Lawrencetown or Laurencetown ( or simply Baile Mór), historically called Oghilmore and later Ballymore, is a village in County Galway, Ireland. Located on the R355 regional road nine miles south of Ballinasloe, it lies in the barony of Longford, the civil parish of Clonfert, the Catholic parish of Lawrencetown and Kiltormer, and the townland (earlier) of Lissreaghaun and (later) of Laurencetown or Ballymore; it was historically in the poor law union of Ballinasloe.

==History==
The place was originally known as Oghilmore, from the nearby castle of O'Hill, now long ruinous. The village received its present name from the Lawrence family from Ashton Hall outside Lancaster, which was active in the English administration of Connaught in the sixteenth century, when John Lawrence acquired by marriage with the O'Maddens extensive lands in the Barony of Longford, and in about 1585 erected Ballymore Castle. The village was founded about 1700 and given the name Laurencetown, and expanded about 1750. The family, hitherto Catholic, converted to Protestantism between 1729 and 1749. At this point, relying on a fortune left to him by his mother and deriving in part from slave-estates on Montserrat in the West Indies, the then Walter Laurence built an imposing mansion known as Belview just outside the town, set in an impressive parkland. In 1782 the Irish Parliament was freed from English control in domestic matters, and the then Colonel Walter Lawrence built a monument, known as the Volunteer Arch, with a Latin inscription which translates as ‘Liberty after a long servitude was won on 16 April 1782 by the armed sons of Hibernia, who with heroic fortitude regained their ancient laws and established their ancient independence.’ In the 1780s the Prince of Wales visited Belview. The Castle was refurbished in 1815.

....................

#### TASK DIRECTIONS:
Repeat the passage on Lawrencetown from "Lawrencetown or Laurencetown" to "union of Ballinasloe.", word for word. The lines that come next have no part in this exercise.

....................

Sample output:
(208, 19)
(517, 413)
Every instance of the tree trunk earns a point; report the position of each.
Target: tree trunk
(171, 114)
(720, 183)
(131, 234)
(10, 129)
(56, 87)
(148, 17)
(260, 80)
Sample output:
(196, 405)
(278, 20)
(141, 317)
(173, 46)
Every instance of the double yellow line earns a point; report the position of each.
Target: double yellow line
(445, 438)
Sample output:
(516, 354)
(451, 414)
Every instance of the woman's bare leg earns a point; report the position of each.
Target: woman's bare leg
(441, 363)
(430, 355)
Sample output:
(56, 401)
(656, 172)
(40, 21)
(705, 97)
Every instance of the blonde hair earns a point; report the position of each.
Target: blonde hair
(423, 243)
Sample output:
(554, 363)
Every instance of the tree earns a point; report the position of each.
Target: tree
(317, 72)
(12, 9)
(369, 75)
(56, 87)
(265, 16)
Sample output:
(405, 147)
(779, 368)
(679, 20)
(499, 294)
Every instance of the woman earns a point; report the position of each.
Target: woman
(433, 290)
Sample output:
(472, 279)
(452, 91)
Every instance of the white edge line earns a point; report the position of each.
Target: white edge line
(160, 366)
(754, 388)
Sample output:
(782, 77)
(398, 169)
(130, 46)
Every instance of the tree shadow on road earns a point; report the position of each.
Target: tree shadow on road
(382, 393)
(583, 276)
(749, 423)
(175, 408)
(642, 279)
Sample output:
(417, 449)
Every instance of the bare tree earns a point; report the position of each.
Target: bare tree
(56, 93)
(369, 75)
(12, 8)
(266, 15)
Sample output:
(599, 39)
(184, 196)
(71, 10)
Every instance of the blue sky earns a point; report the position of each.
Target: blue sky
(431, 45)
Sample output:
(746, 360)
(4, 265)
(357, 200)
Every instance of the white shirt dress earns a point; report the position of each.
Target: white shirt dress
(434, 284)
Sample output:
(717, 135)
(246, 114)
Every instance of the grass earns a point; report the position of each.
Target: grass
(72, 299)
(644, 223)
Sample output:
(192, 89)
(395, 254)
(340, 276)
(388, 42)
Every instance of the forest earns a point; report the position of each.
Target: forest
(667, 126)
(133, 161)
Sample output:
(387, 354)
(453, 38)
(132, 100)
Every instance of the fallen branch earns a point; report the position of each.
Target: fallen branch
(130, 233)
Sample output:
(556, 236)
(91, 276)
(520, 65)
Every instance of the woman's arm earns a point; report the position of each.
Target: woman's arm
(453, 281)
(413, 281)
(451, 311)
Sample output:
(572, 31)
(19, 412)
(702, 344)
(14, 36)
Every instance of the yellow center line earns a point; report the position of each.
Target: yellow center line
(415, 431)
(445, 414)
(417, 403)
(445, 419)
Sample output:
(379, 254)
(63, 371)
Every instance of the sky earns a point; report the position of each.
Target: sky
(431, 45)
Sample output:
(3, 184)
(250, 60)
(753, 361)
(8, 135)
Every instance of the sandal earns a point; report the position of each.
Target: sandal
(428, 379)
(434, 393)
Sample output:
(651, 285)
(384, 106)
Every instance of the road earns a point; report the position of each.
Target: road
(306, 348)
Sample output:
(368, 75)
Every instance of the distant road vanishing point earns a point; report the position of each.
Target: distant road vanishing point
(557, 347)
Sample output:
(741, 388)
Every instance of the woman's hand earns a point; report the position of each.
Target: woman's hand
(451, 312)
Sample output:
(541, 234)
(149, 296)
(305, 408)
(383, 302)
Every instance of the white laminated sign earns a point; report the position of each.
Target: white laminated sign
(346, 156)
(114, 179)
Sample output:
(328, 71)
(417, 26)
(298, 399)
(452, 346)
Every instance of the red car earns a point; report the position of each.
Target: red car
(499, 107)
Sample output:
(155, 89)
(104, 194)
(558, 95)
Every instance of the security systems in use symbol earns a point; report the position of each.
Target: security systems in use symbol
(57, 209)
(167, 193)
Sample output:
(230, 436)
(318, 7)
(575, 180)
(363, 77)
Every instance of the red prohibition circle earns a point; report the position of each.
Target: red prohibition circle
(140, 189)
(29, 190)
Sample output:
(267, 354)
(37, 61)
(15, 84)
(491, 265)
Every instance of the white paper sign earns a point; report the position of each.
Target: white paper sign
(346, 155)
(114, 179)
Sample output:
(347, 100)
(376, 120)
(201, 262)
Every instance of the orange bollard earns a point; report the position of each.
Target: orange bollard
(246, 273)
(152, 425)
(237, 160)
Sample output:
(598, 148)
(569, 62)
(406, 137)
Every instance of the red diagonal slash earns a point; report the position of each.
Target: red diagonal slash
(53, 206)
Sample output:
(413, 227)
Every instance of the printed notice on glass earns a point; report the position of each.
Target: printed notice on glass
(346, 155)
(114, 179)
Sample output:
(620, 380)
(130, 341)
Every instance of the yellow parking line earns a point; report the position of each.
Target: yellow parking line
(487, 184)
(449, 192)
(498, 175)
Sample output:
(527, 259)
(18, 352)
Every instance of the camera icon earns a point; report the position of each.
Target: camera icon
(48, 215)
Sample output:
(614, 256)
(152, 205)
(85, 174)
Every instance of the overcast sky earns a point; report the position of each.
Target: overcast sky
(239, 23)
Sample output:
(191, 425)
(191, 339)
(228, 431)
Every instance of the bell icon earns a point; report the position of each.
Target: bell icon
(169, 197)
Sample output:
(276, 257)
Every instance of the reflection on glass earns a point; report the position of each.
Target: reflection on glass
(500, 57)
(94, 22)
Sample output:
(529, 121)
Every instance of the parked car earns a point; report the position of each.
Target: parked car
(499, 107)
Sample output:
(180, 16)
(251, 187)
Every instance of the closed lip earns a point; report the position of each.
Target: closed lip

....................

#### WRITTEN RESPONSE:
Lawrencetown or Laurencetown ( or simply Baile Mór), historically called Oghilmore and later Ballymore, is a village in County Galway, Ireland. Located on the R355 regional road nine miles south of Ballinasloe, it lies in the barony of Longford, the civil parish of Clonfert, the Catholic parish of Lawrencetown and Kiltormer, and the townland (earlier) of Lissreaghaun and (later) of Laurencetown or Ballymore; it was historically in the poor law union of Ballinasloe.